Задания ▸
• a. Согласуются ли с отрывком об освобождении из заключения следующие утверждения? (i) В Петрограде Шейман отвел рассказчика и сестру к извозчикам, и они поехали в Смольный. (ii) В поезде Островский всю дорогу молчал. (iii) 30-го неожиданно приехала тетя. На каждое утверждение ответьте «да» или «нет» и дословно приведите решающие слова текста.
• b. Продолжите отрывок об освобождении из заключения, начав сразу после его последнего предложения.

Текст для чтения ▸

----

После голых досок, какое счастье была эта мягкая, чистая кровать. Я провела два дня в этой сказочной обстановке: какой отдых было не видеть и не слышать ужасных солдат и матросов. Приезжая ко мне врач, финский профессор. 30-го неожиданно приехала моя тетя. Шейман разрешил ей остаться со мной. В 6 час. приехал он сам сказать, что вопрос о нас решен Областным Комитетом положительно, что нас отпускают, так как во главе Петроградского Совета встал Троцкий, которому они нас препровождают. Островского он послал за остальными заключенными, меня же Шейман сам привез на вокзал, и человек 6 солдат "народной охраны" провели до вагона. Поезд тронулся, все были очень веселые, Островский же совсем пьян, все время пел песни. Я сидела между моей тетей и сестрой милосердия, молясь - чтобы ночь скорее прошла.

В 9 час. утра мы приехали в Петроград. Шейман провел меня и сестру к извощикам, и мы поехали в Смольный. Очутились в огромной коридоре, по которому бродили солдаты. Мы вошли в большую пустую комнату с надписью "дортуар", где теперь стояли грязные столы. Я была счастлива обнять дорогую маму, которая вбежала с другими родственниками. Вскоре пришел Каменев и его жена; поздоровавшись со всеми нами он сказал, что вероятно мы голодные; приказали всем принести обед. Каменев же сказал, что лично он отпускает нас на все четыре стороны. Наконец приехал сенатор Соколов в своей черной шапочке и сказал, чтобы мы теперь ехали по домам, но завтра в 2 час. утра приехали в Следственную Комиссию. Подписал бумагу, что принял нас, и мы были свободны. Поблагодарили Каменевых за их сердечное отношение, после всех наших мытарств.

----

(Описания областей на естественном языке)
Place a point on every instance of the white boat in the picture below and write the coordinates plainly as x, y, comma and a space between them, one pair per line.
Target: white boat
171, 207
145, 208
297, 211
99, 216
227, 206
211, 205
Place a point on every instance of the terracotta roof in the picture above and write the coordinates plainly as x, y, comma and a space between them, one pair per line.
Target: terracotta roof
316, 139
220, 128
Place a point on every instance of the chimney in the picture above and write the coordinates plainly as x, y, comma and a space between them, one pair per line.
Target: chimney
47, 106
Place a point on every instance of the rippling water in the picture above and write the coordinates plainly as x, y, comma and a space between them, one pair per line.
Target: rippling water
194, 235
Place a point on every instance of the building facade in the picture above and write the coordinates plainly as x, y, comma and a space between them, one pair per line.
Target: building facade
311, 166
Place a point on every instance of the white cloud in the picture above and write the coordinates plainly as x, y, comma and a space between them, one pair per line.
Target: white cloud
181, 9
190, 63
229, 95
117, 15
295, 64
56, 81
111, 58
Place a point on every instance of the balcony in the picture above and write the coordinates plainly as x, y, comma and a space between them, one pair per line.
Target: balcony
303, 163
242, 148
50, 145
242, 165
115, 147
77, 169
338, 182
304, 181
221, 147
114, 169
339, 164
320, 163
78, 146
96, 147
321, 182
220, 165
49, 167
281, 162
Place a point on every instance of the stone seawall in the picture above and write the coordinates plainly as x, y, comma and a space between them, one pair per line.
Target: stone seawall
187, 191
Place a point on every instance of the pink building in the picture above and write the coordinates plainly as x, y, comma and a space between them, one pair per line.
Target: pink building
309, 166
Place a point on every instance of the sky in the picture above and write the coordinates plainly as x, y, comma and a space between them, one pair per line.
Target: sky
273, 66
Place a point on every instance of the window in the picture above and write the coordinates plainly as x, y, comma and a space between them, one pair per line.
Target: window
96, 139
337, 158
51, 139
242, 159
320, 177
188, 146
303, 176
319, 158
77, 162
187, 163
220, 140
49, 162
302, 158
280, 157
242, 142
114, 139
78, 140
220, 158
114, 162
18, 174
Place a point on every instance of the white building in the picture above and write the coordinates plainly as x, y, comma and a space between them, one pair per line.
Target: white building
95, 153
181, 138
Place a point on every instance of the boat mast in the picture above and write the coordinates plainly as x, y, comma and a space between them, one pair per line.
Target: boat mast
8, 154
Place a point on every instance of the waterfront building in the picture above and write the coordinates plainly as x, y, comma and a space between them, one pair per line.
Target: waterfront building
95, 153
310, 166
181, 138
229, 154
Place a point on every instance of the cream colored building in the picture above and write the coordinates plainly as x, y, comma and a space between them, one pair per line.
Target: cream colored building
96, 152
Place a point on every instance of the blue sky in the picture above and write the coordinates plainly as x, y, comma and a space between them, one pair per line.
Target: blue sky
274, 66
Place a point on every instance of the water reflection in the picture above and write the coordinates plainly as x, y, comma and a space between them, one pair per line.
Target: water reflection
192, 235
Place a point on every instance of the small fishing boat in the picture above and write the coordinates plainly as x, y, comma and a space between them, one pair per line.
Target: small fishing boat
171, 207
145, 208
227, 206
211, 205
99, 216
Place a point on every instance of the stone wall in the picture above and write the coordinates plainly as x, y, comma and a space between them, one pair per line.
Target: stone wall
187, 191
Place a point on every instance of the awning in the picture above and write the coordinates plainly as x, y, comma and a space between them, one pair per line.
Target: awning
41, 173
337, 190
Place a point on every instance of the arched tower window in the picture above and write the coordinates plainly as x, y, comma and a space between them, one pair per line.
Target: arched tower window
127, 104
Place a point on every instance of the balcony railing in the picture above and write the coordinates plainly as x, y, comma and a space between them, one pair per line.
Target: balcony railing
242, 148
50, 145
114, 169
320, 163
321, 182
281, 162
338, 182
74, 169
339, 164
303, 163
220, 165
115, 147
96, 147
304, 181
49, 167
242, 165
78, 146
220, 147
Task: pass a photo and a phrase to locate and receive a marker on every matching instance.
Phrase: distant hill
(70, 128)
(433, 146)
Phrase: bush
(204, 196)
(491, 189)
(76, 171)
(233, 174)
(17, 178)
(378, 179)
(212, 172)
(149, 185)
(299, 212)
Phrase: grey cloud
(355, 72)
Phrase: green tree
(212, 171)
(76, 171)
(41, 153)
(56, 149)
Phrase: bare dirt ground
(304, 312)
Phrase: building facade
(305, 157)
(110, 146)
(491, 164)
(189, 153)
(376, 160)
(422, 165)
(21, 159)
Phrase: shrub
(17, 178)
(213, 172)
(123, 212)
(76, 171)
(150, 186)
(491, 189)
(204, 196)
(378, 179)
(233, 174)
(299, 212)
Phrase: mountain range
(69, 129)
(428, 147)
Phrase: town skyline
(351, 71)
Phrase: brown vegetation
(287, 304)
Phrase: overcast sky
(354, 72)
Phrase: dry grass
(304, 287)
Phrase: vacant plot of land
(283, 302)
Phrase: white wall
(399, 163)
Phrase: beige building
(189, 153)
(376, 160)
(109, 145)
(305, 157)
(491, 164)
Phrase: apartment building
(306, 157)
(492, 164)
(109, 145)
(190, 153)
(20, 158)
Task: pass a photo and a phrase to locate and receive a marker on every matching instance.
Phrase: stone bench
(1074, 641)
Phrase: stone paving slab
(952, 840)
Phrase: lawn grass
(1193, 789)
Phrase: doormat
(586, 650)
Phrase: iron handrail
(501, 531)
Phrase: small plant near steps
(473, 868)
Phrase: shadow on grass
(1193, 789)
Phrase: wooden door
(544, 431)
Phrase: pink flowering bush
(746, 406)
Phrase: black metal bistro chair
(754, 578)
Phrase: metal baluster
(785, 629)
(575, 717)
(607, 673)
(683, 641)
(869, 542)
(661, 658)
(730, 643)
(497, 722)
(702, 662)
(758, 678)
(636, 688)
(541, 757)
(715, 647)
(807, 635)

----

Ответы ▸
• a.
(i) Да: «Шейман провел меня и сестру к извощикам, и мы поехали в Смольный».
(ii) Нет: «Островский же совсем пьян, все время пел песни».
(iii) Да: «30-го неожиданно приехала моя тетя».

• b.
Все газеты были полны нами, писали скорее сочувственно. Обед же, которым нас угостили в Смольном, был описан во всевозможных вариантах. Целые статьи были посвящены мне и Каменевой: пошли легенды, которые окончились рассказами, что я заседаю в Смольном, что меня там видели "своими" глазами, что я катаюсь с Колонтай и скрываю Троцкого и т. д. Так кончилось мое второе заключенье: сперва "германская шпионка", потом "контрреволюционерка", а через месяц - "большевичка", и вместо Распутина повторялось имя Троцкого. Я поехала в Следственную Комиссию, где сказали, что дело мое окончено, и велели ехать в Министерство Внутренних Дел. Вошла в кабинет, где какой-то бритый мужчина начал длинную речь о том, что правительство пока высылку заграницу отменяет, но что мы будем под надзором милиционеров. Первую неделю нам все же угрожали высылкой в Архангельск, но доктор Манухин хлопотал за нас, доказывая, что они нас посылают на верную смерть, так как большевики послали своих комиссаров на все дороги, чтобы следить за отъезжающими.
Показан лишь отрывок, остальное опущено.